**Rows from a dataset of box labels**
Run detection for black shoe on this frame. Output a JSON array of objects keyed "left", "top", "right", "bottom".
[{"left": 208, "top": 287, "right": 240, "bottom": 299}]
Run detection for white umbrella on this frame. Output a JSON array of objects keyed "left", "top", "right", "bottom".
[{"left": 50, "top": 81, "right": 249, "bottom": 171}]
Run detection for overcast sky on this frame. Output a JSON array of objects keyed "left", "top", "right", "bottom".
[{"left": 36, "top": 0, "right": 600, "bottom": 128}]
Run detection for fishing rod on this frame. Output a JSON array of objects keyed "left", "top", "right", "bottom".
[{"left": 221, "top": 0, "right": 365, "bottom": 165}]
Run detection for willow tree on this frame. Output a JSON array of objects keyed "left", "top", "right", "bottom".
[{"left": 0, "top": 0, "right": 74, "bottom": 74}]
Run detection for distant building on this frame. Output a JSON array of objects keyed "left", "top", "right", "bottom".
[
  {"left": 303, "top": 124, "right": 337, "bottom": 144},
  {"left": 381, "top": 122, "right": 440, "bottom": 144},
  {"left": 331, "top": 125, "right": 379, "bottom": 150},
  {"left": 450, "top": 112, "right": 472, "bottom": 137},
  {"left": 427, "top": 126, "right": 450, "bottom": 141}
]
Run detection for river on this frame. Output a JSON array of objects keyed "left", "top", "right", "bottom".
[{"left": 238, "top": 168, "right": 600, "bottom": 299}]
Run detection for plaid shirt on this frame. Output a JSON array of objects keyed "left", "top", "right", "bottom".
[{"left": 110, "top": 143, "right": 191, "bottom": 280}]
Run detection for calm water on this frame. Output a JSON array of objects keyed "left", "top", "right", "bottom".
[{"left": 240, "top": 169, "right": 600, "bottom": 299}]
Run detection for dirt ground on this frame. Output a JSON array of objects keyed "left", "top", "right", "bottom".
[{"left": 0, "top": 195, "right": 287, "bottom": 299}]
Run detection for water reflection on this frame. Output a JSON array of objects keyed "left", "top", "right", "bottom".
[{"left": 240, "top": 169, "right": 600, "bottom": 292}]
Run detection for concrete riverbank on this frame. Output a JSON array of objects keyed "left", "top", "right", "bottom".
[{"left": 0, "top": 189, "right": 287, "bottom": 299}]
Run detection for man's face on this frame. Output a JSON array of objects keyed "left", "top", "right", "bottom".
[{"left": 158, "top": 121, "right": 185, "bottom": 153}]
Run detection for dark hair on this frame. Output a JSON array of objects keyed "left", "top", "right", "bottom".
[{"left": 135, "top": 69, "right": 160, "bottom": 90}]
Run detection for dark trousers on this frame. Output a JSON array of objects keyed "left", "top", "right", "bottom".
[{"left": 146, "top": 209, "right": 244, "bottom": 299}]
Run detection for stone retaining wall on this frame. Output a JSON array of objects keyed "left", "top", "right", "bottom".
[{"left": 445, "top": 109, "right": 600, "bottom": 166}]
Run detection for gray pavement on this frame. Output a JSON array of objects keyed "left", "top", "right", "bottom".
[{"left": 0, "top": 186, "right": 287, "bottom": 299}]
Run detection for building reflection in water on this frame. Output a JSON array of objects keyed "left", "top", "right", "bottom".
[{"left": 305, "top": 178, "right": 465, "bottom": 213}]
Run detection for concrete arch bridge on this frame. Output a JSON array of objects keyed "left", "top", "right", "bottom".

**STATED EXERCISE**
Put every line of the material above into a JSON list of strings, one string per line, skipping any blank lines.

**TASK SOLUTION**
[
  "Run detection for black shoe on this frame. Output a JSON array of objects keyed \"left\", \"top\", \"right\", \"bottom\".",
  "[{\"left\": 208, \"top\": 287, \"right\": 240, \"bottom\": 299}]",
  "Run detection for white umbrella on this frame. Output a JSON array of objects keyed \"left\", \"top\", \"right\", \"bottom\".",
  "[{\"left\": 50, \"top\": 81, \"right\": 249, \"bottom\": 171}]",
  "Run detection for overcast sky on this frame. Output a JSON array of objects keyed \"left\", \"top\", \"right\", \"bottom\".",
  "[{\"left\": 36, \"top\": 0, \"right\": 600, \"bottom\": 128}]",
  "Run detection for fishing rod on this frame. Output a JSON array of objects keyed \"left\", \"top\", \"right\", \"bottom\".",
  "[{\"left\": 221, \"top\": 0, \"right\": 365, \"bottom\": 165}]",
  "Run detection for willow tree on this frame. Output a JSON array of objects keyed \"left\", \"top\", \"right\", \"bottom\".",
  "[{\"left\": 0, \"top\": 0, \"right\": 74, \"bottom\": 74}]",
  "Run detection for distant building on this frame. Output a JSON array of objects keyed \"left\", \"top\", \"right\", \"bottom\".",
  "[",
  "  {\"left\": 303, \"top\": 124, \"right\": 337, \"bottom\": 144},",
  "  {\"left\": 381, \"top\": 122, \"right\": 440, \"bottom\": 144},",
  "  {\"left\": 331, \"top\": 125, \"right\": 379, \"bottom\": 150},",
  "  {\"left\": 450, \"top\": 112, \"right\": 472, \"bottom\": 137},",
  "  {\"left\": 427, \"top\": 126, \"right\": 450, \"bottom\": 141}",
  "]",
  "Run detection for river on this frame. Output a JSON array of objects keyed \"left\", \"top\", \"right\", \"bottom\".",
  "[{\"left\": 238, \"top\": 168, \"right\": 600, \"bottom\": 299}]",
  "Run detection for plaid shirt on this frame. Output a JSON array of objects keyed \"left\", \"top\", \"right\", \"bottom\".",
  "[{\"left\": 110, \"top\": 143, \"right\": 191, \"bottom\": 280}]",
  "Run detection for calm water on this frame. Output a JSON array of objects keyed \"left\", \"top\", \"right\", \"bottom\".",
  "[{\"left\": 240, \"top\": 169, \"right\": 600, \"bottom\": 299}]",
  "Run detection for dirt ground on this frame. Output a JSON array of objects keyed \"left\", \"top\", \"right\", \"bottom\".",
  "[{\"left\": 0, \"top\": 195, \"right\": 287, \"bottom\": 299}]",
  "Run detection for water reflection on this frame. Output a JSON array of objects keyed \"left\", \"top\", \"right\", \"bottom\".",
  "[{\"left\": 240, \"top\": 169, \"right\": 600, \"bottom\": 292}]",
  "Run detection for concrete riverbank on this frame. Output a JSON array of objects keyed \"left\", \"top\", \"right\", \"bottom\".",
  "[{\"left\": 0, \"top\": 189, \"right\": 287, \"bottom\": 299}]",
  "Run detection for man's face on this frame. Output a JSON array of objects keyed \"left\", \"top\", \"right\", \"bottom\".",
  "[{\"left\": 158, \"top\": 121, \"right\": 185, \"bottom\": 153}]",
  "Run detection for dark hair on this frame. Output a JSON array of objects keyed \"left\", \"top\", \"right\", \"bottom\".",
  "[{\"left\": 135, \"top\": 69, \"right\": 160, \"bottom\": 90}]",
  "Run detection for dark trousers on this frame. Output a JSON array of objects keyed \"left\", \"top\", \"right\", \"bottom\".",
  "[{\"left\": 146, \"top\": 209, \"right\": 244, \"bottom\": 299}]",
  "Run detection for stone retaining wall on this frame. Output a JSON array of objects keyed \"left\", \"top\", \"right\", \"bottom\".",
  "[{\"left\": 445, \"top\": 109, \"right\": 600, \"bottom\": 166}]",
  "Run detection for gray pavement on this frame. Output a JSON array of objects keyed \"left\", \"top\", \"right\", \"bottom\".",
  "[{\"left\": 0, \"top\": 186, \"right\": 287, \"bottom\": 299}]",
  "Run detection for building reflection in water on this frame. Output a JSON array of objects keyed \"left\", \"top\", \"right\", \"bottom\".",
  "[{\"left\": 305, \"top\": 178, \"right\": 465, \"bottom\": 213}]",
  "Run detection for concrete arch bridge on this frame. Output a JSON array of objects keyed \"left\", \"top\", \"right\", \"bottom\"."
]